• WORK INSTRUCTION 1
Summarize the passage on disparate impact discrimination in two sentences.
• WORK INSTRUCTION 2
Reproduce the passage on disparate impact discrimination word for word, starting with "Several federal agencies" and going on through "civil enforcement actions.".

• QUOTED PASSAGE

----

The most important U.S. Supreme Court decision on disparate impact discrimination in employment is Griggs v. Duke Power Co., 401 U.S. 424 (1971). A group of African-American employees alleged that the defendant violated Title VII by requiring candidates for transfer or promotion within the company to have a high school diploma or pass “a standardized general intelligence test.” Id. at 426. The Supreme Court agreed with the plaintiffs. It found that, while the defendant’s policy appeared neutral with regard to race, it was not “significantly related to successful job performance” and had the effect of discriminating against African-American employees. Id. The Supreme Court has also rejected a “bottom line” defense, in which an employer argued that they should not be held liable if a discriminatory practice happens not to have an overall adverse impact in the balance of employees. Connecticut v. Teal, 457 U.S. 440 (1982).

Several federal agencies have adopted a set of standards known as the Uniform Guidelines for Employee Selection Procedures in their regulations. This includes the DOJ and the Equal Employment Opportunity Commission (EEOC). See 28 C.F.R. § 50.14, 29 C.F.R. pt. 1607. Under these guidelines, a selection rate in hiring or promotion for a protected category like race or sex that “is less than four-fifths (4/5) (or eighty percent) of the rate for the group with the highest rate” is considered evidence of disparate impact discrimination. 28 C.F.R. 50.14(4)(D), 29 C.F.R. § 1607.4(D). Both the DOJ and the EEOC raise claims of disparate impact in civil enforcement actions.

----

• SOURCE MATERIAL

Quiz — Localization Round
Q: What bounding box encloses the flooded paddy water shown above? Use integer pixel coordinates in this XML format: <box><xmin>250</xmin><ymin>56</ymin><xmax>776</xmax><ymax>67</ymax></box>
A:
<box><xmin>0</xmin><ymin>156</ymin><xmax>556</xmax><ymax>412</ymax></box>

----

• EXERCISE SOLUTION 1
In Griggs v. Duke Power Co., the Supreme Court held that requiring a high school diploma or a general intelligence test for transfer or promotion violated Title VII, because the seemingly race-neutral policy was not significantly related to job performance and discriminated against African-American employees. Under the Uniform Guidelines adopted by agencies including the DOJ and the EEOC, a selection rate for a protected category below four-fifths of the highest group's rate is considered evidence of disparate impact.

• EXERCISE SOLUTION 2
Several federal agencies have adopted a set of standards known as the Uniform Guidelines for Employee Selection Procedures in their regulations. This includes the DOJ and the Equal Employment Opportunity Commission (EEOC). See 28 C.F.R. § 50.14, 29 C.F.R. pt. 1607. Under these guidelines, a selection rate in hiring or promotion for a protected category like race or sex that “is less than four-fifths (4/5) (or eighty percent) of the rate for the group with the highest rate” is considered evidence of disparate impact discrimination. 28 C.F.R. 50.14(4)(D), 29 C.F.R. § 1607.4(D). Both the DOJ and the EEOC raise claims of disparate impact in civil enforcement actions.